**Work to be completed**
Rewrite the records starting at the line containing "point: bridge tower" and ending at the end of the records, changing "mudflat" to "tidal flat" and keeping everything else the same.

**Items**
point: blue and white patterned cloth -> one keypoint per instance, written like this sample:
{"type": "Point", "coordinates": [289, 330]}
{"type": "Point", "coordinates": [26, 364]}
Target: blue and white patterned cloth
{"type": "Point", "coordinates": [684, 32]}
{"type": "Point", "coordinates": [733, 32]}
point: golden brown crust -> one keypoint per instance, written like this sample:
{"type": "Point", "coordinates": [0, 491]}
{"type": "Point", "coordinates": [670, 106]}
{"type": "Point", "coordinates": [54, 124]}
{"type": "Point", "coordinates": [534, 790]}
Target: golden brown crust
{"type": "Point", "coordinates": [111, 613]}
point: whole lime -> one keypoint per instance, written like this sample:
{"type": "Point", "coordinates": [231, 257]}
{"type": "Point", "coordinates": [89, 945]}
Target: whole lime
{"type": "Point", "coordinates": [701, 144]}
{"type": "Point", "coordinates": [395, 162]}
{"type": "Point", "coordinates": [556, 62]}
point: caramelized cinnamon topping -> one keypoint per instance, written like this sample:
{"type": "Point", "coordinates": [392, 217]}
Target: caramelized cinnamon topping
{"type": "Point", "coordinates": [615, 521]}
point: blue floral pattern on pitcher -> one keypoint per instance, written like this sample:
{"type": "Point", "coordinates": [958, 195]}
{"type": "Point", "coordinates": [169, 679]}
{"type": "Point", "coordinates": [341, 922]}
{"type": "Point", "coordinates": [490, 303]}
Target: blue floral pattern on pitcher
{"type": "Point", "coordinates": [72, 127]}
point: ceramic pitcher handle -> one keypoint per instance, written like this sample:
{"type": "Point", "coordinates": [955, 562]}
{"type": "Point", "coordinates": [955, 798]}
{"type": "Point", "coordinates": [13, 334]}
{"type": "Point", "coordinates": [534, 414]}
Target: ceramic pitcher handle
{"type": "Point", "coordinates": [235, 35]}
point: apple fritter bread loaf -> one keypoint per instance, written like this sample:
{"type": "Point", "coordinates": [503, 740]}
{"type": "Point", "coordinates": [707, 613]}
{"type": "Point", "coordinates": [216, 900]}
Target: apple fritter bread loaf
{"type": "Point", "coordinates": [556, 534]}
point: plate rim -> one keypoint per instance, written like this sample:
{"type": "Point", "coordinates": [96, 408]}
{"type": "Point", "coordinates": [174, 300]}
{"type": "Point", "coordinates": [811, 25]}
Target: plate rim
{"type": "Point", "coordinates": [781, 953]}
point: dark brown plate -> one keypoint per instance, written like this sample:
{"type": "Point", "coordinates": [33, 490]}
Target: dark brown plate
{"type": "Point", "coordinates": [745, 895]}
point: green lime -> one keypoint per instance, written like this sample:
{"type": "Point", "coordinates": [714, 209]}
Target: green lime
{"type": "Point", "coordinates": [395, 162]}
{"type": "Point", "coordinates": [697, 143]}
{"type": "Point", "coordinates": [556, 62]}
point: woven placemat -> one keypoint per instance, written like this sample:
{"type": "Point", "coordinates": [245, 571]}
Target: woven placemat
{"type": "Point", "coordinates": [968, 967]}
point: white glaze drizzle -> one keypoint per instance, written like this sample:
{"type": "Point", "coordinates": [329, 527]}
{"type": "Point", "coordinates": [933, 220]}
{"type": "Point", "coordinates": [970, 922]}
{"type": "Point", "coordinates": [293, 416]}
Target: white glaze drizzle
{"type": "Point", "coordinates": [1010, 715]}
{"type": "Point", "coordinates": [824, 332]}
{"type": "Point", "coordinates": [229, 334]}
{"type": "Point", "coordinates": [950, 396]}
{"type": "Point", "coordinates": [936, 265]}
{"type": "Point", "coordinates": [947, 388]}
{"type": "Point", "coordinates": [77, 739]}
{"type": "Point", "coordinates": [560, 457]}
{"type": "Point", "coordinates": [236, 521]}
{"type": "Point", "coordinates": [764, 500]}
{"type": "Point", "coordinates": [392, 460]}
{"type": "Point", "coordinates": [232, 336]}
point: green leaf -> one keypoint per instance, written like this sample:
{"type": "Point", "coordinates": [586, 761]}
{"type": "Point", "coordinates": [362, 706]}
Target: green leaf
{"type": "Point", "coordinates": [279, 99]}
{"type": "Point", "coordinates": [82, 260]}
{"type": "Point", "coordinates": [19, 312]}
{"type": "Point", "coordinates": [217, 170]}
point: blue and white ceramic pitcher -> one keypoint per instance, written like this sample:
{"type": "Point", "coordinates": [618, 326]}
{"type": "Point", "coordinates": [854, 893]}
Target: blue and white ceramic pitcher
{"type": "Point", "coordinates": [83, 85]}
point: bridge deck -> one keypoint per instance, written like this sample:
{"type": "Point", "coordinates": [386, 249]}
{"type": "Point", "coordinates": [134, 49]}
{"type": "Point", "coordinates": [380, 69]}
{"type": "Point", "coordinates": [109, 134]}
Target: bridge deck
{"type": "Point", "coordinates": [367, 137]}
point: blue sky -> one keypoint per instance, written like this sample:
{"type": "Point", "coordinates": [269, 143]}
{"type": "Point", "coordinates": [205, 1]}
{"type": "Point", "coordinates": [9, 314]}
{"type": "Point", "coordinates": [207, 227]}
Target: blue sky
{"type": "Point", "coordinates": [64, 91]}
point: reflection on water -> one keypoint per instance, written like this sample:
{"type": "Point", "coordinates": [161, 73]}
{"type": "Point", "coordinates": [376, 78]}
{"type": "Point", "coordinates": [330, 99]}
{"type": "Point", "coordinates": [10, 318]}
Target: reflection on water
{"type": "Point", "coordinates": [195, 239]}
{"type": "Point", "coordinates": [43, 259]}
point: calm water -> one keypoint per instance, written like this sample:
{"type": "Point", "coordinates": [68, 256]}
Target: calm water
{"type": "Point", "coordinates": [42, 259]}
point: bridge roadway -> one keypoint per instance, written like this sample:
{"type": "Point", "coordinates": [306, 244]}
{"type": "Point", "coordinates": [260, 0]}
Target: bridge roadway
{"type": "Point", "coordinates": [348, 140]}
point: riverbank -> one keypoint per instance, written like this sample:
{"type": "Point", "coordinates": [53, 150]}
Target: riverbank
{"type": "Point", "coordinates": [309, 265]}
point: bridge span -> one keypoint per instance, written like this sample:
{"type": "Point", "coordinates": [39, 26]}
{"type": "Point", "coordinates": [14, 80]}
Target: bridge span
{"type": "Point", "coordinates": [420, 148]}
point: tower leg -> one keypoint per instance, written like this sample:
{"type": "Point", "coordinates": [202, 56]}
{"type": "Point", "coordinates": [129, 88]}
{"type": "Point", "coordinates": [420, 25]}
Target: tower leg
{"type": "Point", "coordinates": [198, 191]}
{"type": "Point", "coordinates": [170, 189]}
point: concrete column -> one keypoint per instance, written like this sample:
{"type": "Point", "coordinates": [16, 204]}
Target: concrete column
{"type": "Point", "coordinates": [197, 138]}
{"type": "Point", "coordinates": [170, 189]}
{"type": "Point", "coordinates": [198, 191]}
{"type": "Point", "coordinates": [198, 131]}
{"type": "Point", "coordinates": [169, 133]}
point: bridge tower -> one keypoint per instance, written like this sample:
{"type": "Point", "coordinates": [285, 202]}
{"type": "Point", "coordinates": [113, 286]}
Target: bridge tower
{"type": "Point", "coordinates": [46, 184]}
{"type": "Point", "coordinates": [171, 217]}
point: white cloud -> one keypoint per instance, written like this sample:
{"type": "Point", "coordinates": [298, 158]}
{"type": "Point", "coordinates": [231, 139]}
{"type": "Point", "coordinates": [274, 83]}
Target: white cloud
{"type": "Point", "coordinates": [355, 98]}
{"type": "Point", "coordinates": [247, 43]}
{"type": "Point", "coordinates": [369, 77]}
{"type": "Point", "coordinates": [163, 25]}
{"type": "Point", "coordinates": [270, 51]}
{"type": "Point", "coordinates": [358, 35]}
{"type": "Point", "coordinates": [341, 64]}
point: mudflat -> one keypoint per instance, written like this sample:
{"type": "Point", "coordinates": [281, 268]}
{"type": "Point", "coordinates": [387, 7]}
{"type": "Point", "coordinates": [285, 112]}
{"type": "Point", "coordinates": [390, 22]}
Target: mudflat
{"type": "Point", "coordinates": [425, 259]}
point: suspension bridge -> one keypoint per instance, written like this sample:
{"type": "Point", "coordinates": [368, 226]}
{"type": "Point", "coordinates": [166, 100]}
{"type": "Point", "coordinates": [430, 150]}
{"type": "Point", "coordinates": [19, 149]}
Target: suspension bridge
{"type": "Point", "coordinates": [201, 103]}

**Task response**
point: bridge tower -> one keypoint per instance, written like this sample:
{"type": "Point", "coordinates": [285, 202]}
{"type": "Point", "coordinates": [113, 286]}
Target: bridge tower
{"type": "Point", "coordinates": [46, 184]}
{"type": "Point", "coordinates": [171, 217]}
point: white cloud -> one keypoint per instance, written like this sample:
{"type": "Point", "coordinates": [298, 158]}
{"type": "Point", "coordinates": [231, 139]}
{"type": "Point", "coordinates": [274, 83]}
Target: white cloud
{"type": "Point", "coordinates": [355, 98]}
{"type": "Point", "coordinates": [247, 43]}
{"type": "Point", "coordinates": [369, 77]}
{"type": "Point", "coordinates": [163, 25]}
{"type": "Point", "coordinates": [270, 51]}
{"type": "Point", "coordinates": [358, 35]}
{"type": "Point", "coordinates": [341, 64]}
point: tidal flat -> one keypoint per instance, written like this sample:
{"type": "Point", "coordinates": [281, 268]}
{"type": "Point", "coordinates": [387, 7]}
{"type": "Point", "coordinates": [285, 112]}
{"type": "Point", "coordinates": [390, 22]}
Target: tidal flat
{"type": "Point", "coordinates": [425, 259]}
point: suspension bridge -> one keypoint per instance, written like this sample:
{"type": "Point", "coordinates": [368, 226]}
{"type": "Point", "coordinates": [166, 100]}
{"type": "Point", "coordinates": [430, 150]}
{"type": "Point", "coordinates": [19, 149]}
Target: suspension bridge
{"type": "Point", "coordinates": [201, 103]}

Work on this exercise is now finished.